Input records →
--- start ---
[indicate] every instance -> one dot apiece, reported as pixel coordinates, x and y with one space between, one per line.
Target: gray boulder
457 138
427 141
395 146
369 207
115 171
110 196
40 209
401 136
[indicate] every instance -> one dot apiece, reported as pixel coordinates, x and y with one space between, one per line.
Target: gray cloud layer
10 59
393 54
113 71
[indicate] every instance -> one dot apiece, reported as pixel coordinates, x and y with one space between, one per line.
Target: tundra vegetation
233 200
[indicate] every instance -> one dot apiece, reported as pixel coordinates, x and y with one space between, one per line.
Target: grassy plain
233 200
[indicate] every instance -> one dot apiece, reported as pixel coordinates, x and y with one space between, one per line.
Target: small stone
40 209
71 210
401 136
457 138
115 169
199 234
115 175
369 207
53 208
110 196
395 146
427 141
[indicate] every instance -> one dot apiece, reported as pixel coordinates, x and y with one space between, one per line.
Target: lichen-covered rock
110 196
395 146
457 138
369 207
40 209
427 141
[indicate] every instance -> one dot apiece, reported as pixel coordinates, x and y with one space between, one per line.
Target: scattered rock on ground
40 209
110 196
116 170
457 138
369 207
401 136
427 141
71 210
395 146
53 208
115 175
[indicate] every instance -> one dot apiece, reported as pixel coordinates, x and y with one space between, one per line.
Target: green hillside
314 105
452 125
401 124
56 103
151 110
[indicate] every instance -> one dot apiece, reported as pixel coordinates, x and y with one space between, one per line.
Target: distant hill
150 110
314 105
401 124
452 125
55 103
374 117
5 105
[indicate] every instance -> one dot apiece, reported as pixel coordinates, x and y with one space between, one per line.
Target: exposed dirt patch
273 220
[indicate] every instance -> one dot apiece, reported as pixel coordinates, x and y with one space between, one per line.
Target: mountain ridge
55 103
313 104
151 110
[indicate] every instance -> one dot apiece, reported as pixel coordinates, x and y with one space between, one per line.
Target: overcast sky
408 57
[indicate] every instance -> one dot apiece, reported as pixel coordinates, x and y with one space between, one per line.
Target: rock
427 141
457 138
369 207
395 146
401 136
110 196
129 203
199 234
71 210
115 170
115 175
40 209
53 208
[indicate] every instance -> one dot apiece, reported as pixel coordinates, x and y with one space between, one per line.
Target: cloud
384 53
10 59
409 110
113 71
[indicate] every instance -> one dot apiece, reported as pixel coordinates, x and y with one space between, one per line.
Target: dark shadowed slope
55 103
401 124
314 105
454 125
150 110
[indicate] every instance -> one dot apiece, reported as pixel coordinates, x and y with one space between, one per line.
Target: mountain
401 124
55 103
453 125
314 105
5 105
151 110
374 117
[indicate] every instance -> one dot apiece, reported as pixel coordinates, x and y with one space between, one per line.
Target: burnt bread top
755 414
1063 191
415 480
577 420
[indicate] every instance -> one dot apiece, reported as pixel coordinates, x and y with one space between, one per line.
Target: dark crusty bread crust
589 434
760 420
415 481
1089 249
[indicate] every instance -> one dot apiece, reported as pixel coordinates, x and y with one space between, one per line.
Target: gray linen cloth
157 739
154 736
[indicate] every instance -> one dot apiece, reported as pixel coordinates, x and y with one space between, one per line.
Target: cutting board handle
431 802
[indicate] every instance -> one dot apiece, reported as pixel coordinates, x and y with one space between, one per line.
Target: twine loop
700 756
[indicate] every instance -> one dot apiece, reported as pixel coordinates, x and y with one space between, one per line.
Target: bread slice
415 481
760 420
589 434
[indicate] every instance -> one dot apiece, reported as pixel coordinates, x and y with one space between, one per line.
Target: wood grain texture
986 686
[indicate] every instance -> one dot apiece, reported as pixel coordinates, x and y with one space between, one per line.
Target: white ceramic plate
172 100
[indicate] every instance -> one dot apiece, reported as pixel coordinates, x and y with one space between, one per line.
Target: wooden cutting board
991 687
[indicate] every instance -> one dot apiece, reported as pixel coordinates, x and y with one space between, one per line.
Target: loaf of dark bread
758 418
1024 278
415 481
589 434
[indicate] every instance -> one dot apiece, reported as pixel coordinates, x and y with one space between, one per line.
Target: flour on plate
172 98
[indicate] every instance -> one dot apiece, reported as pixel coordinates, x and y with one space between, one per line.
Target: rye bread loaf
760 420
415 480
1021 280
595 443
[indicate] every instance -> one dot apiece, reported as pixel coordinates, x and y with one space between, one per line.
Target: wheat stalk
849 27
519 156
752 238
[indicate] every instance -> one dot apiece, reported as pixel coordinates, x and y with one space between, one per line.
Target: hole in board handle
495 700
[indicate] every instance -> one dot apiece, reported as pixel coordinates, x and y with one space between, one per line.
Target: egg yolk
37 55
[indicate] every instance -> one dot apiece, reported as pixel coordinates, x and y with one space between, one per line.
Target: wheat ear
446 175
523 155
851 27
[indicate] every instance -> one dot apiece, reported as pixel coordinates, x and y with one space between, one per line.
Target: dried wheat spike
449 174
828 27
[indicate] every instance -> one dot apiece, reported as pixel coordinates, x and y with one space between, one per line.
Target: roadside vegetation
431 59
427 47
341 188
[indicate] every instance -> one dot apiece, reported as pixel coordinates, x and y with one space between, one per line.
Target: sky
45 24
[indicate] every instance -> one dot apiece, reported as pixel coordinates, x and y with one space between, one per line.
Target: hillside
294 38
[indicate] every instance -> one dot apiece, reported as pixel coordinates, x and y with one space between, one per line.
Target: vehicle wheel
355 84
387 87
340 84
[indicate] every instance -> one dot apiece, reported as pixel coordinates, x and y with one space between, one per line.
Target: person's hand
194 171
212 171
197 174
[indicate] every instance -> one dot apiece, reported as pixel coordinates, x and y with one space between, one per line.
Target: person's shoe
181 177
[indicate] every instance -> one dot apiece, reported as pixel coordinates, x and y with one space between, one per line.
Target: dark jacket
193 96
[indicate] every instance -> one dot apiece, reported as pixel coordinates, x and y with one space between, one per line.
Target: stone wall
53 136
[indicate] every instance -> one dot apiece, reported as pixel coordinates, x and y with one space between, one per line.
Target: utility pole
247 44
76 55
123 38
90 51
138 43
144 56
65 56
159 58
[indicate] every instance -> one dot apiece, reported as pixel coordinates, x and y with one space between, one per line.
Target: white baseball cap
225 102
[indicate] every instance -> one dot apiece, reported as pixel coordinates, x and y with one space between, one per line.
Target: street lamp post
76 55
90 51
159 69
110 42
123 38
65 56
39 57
--- end ---
To be done →
Copy every record exactly as presented.

Answer for this exercise →
[indicate] every instance -> one dot apiece, reported as pixel coordinates, x and y with one space between, one per line.
Target: gray boulder
457 138
427 141
395 146
369 207
115 171
110 196
40 209
401 136
[indicate] every instance -> one dot apiece, reported as pixel coordinates, x and y with one space between, one per line.
Target: gray cloud layer
10 59
393 54
113 71
[indicate] every instance -> one dot apiece, reported as pixel coordinates, x and y with one space between, one per line.
Target: tundra vegetation
233 200
[indicate] every instance -> one dot apiece, reported as pixel coordinates, x and y with one space between, one per line.
Target: grassy plain
233 200
[indicate] every instance -> one dot apiece, reported as pixel coordinates, x and y with one space between, one per line.
Target: small stone
40 209
71 210
401 136
457 138
115 169
199 234
115 175
369 207
53 208
110 196
395 146
427 141
[indicate] every instance -> one dot apiece, reported as pixel coordinates, x and y with one space between, one per line.
Target: lichen-covered rock
110 196
395 146
457 138
369 207
40 209
427 141
[indicate] every instance -> one dot apiece, reported as pixel coordinates, x and y with one space between, one per line.
Target: scattered rock on ground
40 209
110 196
116 170
457 138
369 207
401 136
427 141
71 210
395 146
53 208
115 175
[indicate] every instance -> one dot apiece, reported as pixel coordinates, x and y with one space between, one per line.
Target: green hillside
314 105
452 125
401 124
56 103
151 110
[indicate] every instance -> one dot apiece, reported as pixel coordinates, x and y with one space between, one per line.
Target: distant hill
150 110
314 105
401 124
452 125
55 103
374 117
5 105
[indicate] every instance -> one dot apiece, reported as pixel coordinates, x and y with one space between, one per line.
Target: exposed dirt patch
273 220
[indicate] every instance -> one dot apiece, reported as pixel coordinates, x and y with one space between, one per line.
Target: mountain ridge
55 103
313 104
151 110
[indicate] every instance -> one dot apiece, reported as pixel coordinates, x and y with one space between, one per line.
Target: overcast sky
408 57
[indicate] every instance -> one dot apiece, reported as pixel coordinates, x and y with one space between, one per line.
Target: rock
427 141
457 138
369 207
395 146
401 136
110 196
129 203
199 234
71 210
115 170
115 175
40 209
53 208
[indicate] every instance -> one dot apiece, reported as pixel coordinates, x and y with one space between, one per line.
Target: cloud
384 53
10 59
409 110
113 71
[indicate] every instance -> one dot apiece, reported as pixel coordinates, x and y with one space between, one per line.
Target: dark shadowed slope
55 103
401 124
314 105
454 125
150 110
[indicate] every instance -> one dot apiece, reported as pixel coordinates, x and y with one space between, one per line.
Target: mountain
401 124
55 103
453 125
314 105
5 105
151 110
374 117
[indicate] every instance -> one dot apiece, reported as pixel coordinates, x and y with one space between, one per line.
Target: burnt bread top
755 414
1063 191
415 480
577 420
[indicate] every instance -> one dot apiece, reported as pixel coordinates, x and y with one space between, one per line.
Target: dark crusty bread crust
589 434
760 420
415 481
1089 249
[indicate] every instance -> one dot apiece, reported as pixel coordinates, x and y with one space between, one per line.
Target: gray linen cloth
157 739
154 736
[indicate] every instance -> one dot apiece, reported as pixel coordinates, x and y with one space between, one per line.
Target: cutting board handle
431 802
[indicate] every instance -> one dot apiece, reported as pixel coordinates, x and y with one space between, one per line.
Target: twine loop
700 756
[indicate] every instance -> one dot apiece, reported as pixel coordinates, x and y with one space between, one per line.
Target: bread slice
415 481
760 420
589 434
[indicate] every instance -> one dot apiece, reported as pixel coordinates, x and y with one space between, one per line.
Target: wood grain texture
986 686
[indicate] every instance -> one dot apiece, reported as pixel coordinates, x and y with one space between, one per line.
Target: white ceramic plate
172 100
[indicate] every instance -> one dot apiece, reported as pixel coordinates, x and y with one space between, one per line.
Target: wooden cutting board
991 687
[indicate] every instance -> one dot apiece, reported as pixel coordinates, x and y with one space between, one per line.
Target: loaf of dark bread
758 418
1024 278
415 481
589 434
[indicate] every instance -> one dot apiece, reported as pixel coordinates, x and y with one space between, one per line.
Target: flour on plate
172 98
[indicate] every instance -> one dot apiece, reported as pixel coordinates, x and y with one space between, one per line.
Target: rye bread loaf
760 420
415 480
1021 280
595 443
[indicate] every instance -> one dot apiece, reported as pixel coordinates, x and y with one space between, one per line.
Target: wheat stalk
849 27
519 156
752 238
[indicate] every instance -> one dot apiece, reported as pixel coordinates, x and y with one space between, one per line.
Target: hole in board handle
495 700
[indicate] every instance -> one dot apiece, reported as pixel coordinates, x and y with one space between, one per line.
Target: egg yolk
37 55
[indicate] every instance -> one dot apiece, reported as pixel coordinates, x and y with one space between, one per line.
Target: wheat ear
446 175
523 155
851 27
[indicate] every instance -> one dot apiece, reported as pixel coordinates, x and y with one space between, one per line.
Target: dried wheat spike
449 174
828 27
[indicate] every instance -> one dot apiece, reported as pixel coordinates, x and y with one space between, one per line.
Target: roadside vegetation
431 59
427 47
341 188
[indicate] every instance -> one dot apiece, reported as pixel coordinates, x and y with one space between, one per line.
Target: sky
45 24
[indicate] every instance -> one dot apiece, reported as pixel coordinates, x and y with one space between, one per line.
Target: hillside
294 38
[indicate] every instance -> one dot apiece, reported as pixel coordinates, x and y with one space between, one per line.
Target: vehicle wheel
355 84
387 87
340 84
[indicate] every instance -> one dot apiece, reported as pixel coordinates, x and y with one space between, one per line.
Target: person's hand
194 171
212 171
197 174
[indicate] every instance -> one dot apiece, reported as pixel coordinates, x and y with one space between, one per line.
Target: person's shoe
181 177
[indicate] every instance -> one dot apiece, reported as pixel coordinates, x and y with one space between, one per line.
Target: dark jacket
193 96
[indicate] every instance -> one dot apiece, reported as pixel coordinates, x and y with one space between, one per line.
Target: stone wall
53 136
[indicate] every instance -> one dot apiece, reported as pixel coordinates, x and y with one space between, one per line.
Target: utility pole
247 44
76 55
123 38
90 51
138 43
144 56
65 56
159 58
[indicate] every instance -> one dot apiece, reported as pixel coordinates, x and y with one space between, one per line.
Target: white baseball cap
225 102
[indicate] every instance -> one dot apiece, reported as pixel coordinates, x and y with one space between, one per line.
Target: street lamp post
76 55
90 51
159 69
110 42
123 38
65 56
39 57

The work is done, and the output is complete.